- **EXCERTO DO DOCUMENTO**
Combate à venda ambulante vai destapar o rosto da pobreza em Angola

MILAGRE OU MIRAGEM?

No último Índice de Pobreza Multidimensional de Angola, de Julho de 2020, o INE mostrou que a incidência da pobreza é de 55,2% entre as mulheres chefe de família (vs 53,5% homens) e tem uma intensidade de 49,9% entre as mulheres (vs 48,5% homens). Atendendo que 55,3% dos angolanos trabalha por conta própria, segundo o IDREA(2) 2018-2019 do INE, e dentre estes 73,9% são mulheres (vs 48,1% homens), claramente que esta medida vai ter um impacto negativo principalmente entre as mulheres.

- **MATERIAL FORNECIDO**
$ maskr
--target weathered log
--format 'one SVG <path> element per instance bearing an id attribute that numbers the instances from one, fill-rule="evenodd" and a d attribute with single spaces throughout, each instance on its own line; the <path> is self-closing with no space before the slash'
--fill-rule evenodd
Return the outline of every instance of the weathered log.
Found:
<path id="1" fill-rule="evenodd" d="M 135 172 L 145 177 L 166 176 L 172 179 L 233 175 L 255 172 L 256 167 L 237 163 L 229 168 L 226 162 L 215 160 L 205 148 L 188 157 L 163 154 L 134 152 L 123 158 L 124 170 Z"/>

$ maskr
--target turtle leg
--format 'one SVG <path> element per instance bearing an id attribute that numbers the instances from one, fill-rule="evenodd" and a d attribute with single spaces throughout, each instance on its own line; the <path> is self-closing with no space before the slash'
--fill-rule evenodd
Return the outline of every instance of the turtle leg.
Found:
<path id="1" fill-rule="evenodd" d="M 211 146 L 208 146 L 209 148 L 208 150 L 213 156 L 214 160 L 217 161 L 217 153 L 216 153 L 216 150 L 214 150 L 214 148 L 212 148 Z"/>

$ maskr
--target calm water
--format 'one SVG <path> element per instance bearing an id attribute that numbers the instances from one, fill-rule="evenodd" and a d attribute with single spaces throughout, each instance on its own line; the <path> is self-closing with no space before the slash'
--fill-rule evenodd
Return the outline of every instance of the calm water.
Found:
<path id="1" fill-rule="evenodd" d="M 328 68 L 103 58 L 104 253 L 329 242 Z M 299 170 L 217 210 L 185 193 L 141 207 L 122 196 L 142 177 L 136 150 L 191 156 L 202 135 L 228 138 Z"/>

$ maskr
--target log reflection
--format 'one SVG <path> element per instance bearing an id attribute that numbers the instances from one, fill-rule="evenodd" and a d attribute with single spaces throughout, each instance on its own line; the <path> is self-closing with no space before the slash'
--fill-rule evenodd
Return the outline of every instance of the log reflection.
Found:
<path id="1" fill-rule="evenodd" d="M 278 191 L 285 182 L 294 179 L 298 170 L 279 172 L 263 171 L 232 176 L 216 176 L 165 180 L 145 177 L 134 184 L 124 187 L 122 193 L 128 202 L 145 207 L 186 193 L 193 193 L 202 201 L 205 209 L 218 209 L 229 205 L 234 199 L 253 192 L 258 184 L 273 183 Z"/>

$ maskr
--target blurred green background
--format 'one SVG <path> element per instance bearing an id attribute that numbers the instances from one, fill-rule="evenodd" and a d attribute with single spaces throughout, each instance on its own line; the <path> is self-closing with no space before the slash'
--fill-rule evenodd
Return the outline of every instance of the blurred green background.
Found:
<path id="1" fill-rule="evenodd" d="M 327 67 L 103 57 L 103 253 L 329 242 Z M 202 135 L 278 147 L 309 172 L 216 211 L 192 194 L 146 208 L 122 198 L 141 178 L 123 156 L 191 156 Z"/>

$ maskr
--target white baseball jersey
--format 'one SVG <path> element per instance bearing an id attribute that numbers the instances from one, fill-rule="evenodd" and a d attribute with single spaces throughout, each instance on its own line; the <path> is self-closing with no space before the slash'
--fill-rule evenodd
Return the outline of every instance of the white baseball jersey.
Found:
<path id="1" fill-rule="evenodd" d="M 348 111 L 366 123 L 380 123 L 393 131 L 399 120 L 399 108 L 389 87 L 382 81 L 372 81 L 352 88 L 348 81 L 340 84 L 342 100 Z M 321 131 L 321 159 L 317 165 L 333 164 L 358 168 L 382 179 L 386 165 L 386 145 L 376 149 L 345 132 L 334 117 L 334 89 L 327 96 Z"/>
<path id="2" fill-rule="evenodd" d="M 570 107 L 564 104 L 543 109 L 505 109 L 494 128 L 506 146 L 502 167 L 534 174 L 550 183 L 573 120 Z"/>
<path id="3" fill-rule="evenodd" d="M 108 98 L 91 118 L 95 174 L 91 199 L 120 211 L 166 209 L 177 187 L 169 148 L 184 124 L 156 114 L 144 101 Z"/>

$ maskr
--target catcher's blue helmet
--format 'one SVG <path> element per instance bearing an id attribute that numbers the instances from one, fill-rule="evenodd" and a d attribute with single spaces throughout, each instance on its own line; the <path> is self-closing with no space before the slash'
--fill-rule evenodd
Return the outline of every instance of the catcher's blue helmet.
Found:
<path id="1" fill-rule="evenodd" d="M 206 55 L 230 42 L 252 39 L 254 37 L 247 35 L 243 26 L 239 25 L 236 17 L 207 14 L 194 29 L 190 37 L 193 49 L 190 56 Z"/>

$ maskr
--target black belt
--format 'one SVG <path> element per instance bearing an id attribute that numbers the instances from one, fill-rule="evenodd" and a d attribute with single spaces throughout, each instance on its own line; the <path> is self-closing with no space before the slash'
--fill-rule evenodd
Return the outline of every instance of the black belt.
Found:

- **DESCRIÇÃO DO EXERCÍCIO**
Segundo o excerto sobre a pobreza em Angola, qual é a incidência da pobreza entre as mulheres chefe de família?

- **RESULTADO DA TAREFA**
A incidência da pobreza entre as mulheres chefe de família é de 55,2%.